Exercices à réaliser:
**A)** Dans le document sur l'écriture d'invention, dans quelle ville Paul Fournel est-il actuellement attaché culturel ?
**B)** Reprenez le document sur l'écriture d'invention à la suite de sa dernière phrase et prolongez-le.

Document:
• • • • • • •

Au moment où l'on médiatise les questions de violence à l'école, il y a dans ce débat sur l'écriture d'invention à chercher aussi comment, en respectant les jeunes, en ne les prenant pas pour des minus, on peut leur redonner confiance.

Paul Recoursé (IUFM Saint-Brieuc)

Un lien social, humain, passe par un rapport au langage où le langage vit, peut vivre, dans ses deux dimensions fondamentales : comme parole adressée, lieu d'accueil pour l'autre, et comme matière polysémique, moyen d'expérimentation et de jeu avec le monde et les autres.

Le langage permet le je, le sujet, parce qu'il permet le jeu avec le monde, les autres. Mais cela est possible seulement si le monde, les autres, ont déjà permis ce rapport-là au langage.

La confiance dans le langage, dans la parole adressée, avec ce qu'elle comporte de promesse, que chacun sente qu'il existe pour l'autre, et, l'affirmation, qu'elle soit formulée ou non, du caractère polysémique du langage, de sa dimension fondamentale de jeu et d'expérimentation, c'est la moindre des choses pour un écrivain, parce que c'est ce qui le constitue comme écrivain.

Pour moi il est évident que les écrivains qui s'intéressent au lien social peuvent trouver un sens dans des expériences de terrain souventéprouvantes parce que ces expériences sont aussi la réaffirmation de ce qui fonde leur travail à eux, écrivains.

Conséquences : ce n'est pas sur tel ou tel artiste-écrivain que se porte le transfert, le désir de travail, mais sur la fonction écrivain.

Donc ce n'est pas comme un écrivain particulier porteur d'une oeuvre particulière que l'on intervient, mais comme "l'écrivain", transmetteur de la fonction même du langage.

Modestie si on veut mais surtout responsabilité par rapport à cette transmission là.

Leslie Kaplan (écrivain)

encore deux textes pour approcher les enjeux au centre

"Vous êtes enseignants..."
par Yves Bonnefoy, transmis par Jean-Marie Barnaud

"Le premier pas qui aide"
par Pierre Reverdy, transmis par Alain Freixe

ceci n'est pas une contribution de Paul Fournel à notre débat sur l'écriture d'invention, mais un extrait de sa contribution au très beau et complet dossier du Magazine Littéraire de mai sur l'Oulipo - l'article de Paul Fournel commence par un développement sur l'inspiration, et termine sur l'idée de production - le passage ci-joint : l'éducation, est donc la partie centrale de l'article -
membre "historique" de l'Oulipo, unanimement respecté par son long parcours d'éditeur, Paul Fournel est actuellement attaché culturel au Caire -

Paul Fournel / De l'éducation

L'enseignement français traditionnel tient l'écriture à distance. Elle se trouve tiraillée entre deux pôles contradictoires. D'un côté la stricte observance des normes orthographique et grammaticale et de l'autre, l'admiration fervente des grands maîtres.

• • • • • • •

[Entrées de données enregistrées]

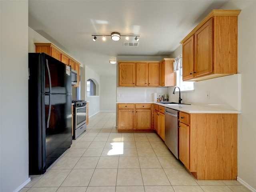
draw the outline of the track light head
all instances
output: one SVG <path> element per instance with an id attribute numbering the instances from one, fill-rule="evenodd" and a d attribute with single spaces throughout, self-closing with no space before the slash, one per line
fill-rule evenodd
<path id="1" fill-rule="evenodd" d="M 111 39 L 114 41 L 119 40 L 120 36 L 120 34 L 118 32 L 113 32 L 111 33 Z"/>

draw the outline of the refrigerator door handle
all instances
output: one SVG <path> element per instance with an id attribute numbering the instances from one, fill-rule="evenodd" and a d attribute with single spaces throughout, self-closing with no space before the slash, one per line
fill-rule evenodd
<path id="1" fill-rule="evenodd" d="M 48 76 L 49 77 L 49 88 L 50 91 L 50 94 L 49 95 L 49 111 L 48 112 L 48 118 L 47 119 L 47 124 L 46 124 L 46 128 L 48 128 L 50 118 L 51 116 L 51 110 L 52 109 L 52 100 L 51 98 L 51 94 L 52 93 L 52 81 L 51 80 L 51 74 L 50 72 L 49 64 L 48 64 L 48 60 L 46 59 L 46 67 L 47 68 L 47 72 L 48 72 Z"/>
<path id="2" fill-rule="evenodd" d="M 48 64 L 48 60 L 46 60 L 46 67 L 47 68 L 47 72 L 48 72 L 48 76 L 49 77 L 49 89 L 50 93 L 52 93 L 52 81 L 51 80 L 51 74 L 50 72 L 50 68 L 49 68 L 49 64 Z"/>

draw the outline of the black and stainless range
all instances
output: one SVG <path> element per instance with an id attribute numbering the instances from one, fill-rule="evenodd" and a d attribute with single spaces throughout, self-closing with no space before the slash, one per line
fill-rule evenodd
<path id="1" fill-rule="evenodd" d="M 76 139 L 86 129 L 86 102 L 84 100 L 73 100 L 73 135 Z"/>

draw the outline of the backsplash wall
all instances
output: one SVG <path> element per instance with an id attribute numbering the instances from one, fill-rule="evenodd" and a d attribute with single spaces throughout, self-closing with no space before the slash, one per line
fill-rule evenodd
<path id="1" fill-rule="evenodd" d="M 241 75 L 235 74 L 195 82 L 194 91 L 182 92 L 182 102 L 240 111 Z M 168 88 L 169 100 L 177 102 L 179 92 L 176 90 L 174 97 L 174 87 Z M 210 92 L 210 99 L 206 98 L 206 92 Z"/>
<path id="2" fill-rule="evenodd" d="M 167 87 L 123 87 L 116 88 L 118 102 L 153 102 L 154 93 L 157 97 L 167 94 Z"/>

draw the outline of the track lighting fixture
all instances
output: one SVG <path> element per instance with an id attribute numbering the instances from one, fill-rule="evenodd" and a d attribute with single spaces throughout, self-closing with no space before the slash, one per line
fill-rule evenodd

• • • • • • •

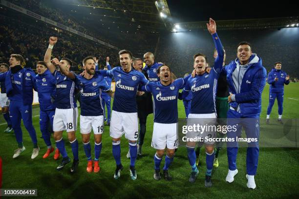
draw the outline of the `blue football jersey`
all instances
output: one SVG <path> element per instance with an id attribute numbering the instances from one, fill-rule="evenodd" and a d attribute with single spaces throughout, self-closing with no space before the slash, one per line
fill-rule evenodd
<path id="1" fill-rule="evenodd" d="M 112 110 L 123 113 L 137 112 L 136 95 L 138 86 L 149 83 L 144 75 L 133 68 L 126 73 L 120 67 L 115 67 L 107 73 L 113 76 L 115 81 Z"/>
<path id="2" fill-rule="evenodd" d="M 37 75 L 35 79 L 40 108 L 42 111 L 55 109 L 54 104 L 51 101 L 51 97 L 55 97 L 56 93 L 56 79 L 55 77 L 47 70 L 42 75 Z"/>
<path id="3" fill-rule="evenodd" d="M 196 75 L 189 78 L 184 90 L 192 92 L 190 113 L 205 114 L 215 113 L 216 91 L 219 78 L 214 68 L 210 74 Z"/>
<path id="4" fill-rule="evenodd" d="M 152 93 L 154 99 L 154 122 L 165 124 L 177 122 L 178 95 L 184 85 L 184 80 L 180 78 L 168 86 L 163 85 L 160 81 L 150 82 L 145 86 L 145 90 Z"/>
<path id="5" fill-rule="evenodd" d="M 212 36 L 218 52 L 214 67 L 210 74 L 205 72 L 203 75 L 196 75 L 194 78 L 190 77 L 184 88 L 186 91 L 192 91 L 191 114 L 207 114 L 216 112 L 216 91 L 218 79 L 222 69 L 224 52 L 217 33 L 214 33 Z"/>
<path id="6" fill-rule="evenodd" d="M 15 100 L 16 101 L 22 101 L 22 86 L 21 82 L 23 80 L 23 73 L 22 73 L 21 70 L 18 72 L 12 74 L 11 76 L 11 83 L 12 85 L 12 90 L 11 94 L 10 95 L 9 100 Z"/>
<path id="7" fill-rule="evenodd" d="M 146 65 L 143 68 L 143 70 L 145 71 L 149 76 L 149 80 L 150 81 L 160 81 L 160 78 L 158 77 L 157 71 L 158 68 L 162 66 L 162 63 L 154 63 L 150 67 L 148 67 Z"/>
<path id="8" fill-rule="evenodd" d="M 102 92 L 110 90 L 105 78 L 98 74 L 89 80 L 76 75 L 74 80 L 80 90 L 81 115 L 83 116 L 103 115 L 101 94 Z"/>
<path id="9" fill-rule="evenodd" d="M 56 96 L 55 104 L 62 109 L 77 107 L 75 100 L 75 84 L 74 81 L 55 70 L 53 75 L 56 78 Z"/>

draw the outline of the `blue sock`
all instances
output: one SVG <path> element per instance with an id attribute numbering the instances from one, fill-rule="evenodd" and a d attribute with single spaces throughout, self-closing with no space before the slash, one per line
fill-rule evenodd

• • • • • • •

Corrigé des exercices:
**A)** Au Caire.

**B)**
A prendre des coups sur les doigts pour délit de consonnes mal géminées ou d'accords de participes défectueux, à se confire en admiration pour la page (forcément sublime) de la grive de Montboissier, le praticien potentiel de l'écriture aboutit à une conclusion unique : "Je n'y arriverai jamais." Il s'efforce alors, pour obtenir ses diplômes, d'écrire sans faute quelques lignes sur ceux qui savent écrire, ensuite, terminé, il quitte le champ de l'écriture.

La manière de raconter l'histoire littéraire, de la découper en tranches, de la couper de l'histoire du monde, de hiérarchiser les écrivains dans des classifications que l'on voudrait immuables, induit l'idée qu'écrire c'est écrire de la Littérature. Cette idée est une idée glacée et fausse. La Littérature est une oeuvre collective complexe qui implique les lecteurs, les diffuseurs (éditeurs, directeurs de collections, vendeurs, agents) et les prescripteurs (critiques, professeurs, bibliothécaires, libraires) au moins autant que les auteurs eux-mêmes.

La Littérature, d'autre part, est un ensemble ouvert en perpétuel mouvement. Si le consensus s'établit sans peine sur un noyau dut, les périphéries sont changeantes. Un jour on accueille Simenon, un autre c'est San Antonio, un jour on arrête de lire Anatole France ou Germaine Acremant... Chaque jour on se bat pour que la Littérature soit de la Littérature. Elle est donc la résultante d'une foule de désirs convergents ou contradictoires sur lesquels la volonté de positionnement de l'auteur a bien peu de prise.

Aussi violent que soit son désir de le faire, aussi haut que soit son niveau de connaissance de l'histoire littéraire, aussi désireux que soit son éditeur qu'il le fasse, l'écrivain n'écrit pas de Littérature. Il écrit du texte.

Il écrit du texte avec un outil qui est la langue. Le texte n'a pas à fléchir systématiquement devant l'outil. On peut questionner l'outil, on peut transformer l'outil, on peut casser l'outil. L'essentiel reste le texte.

Le système éducatif laisse donc de la place à une pédagogie de la littérature.

Paul Fournel.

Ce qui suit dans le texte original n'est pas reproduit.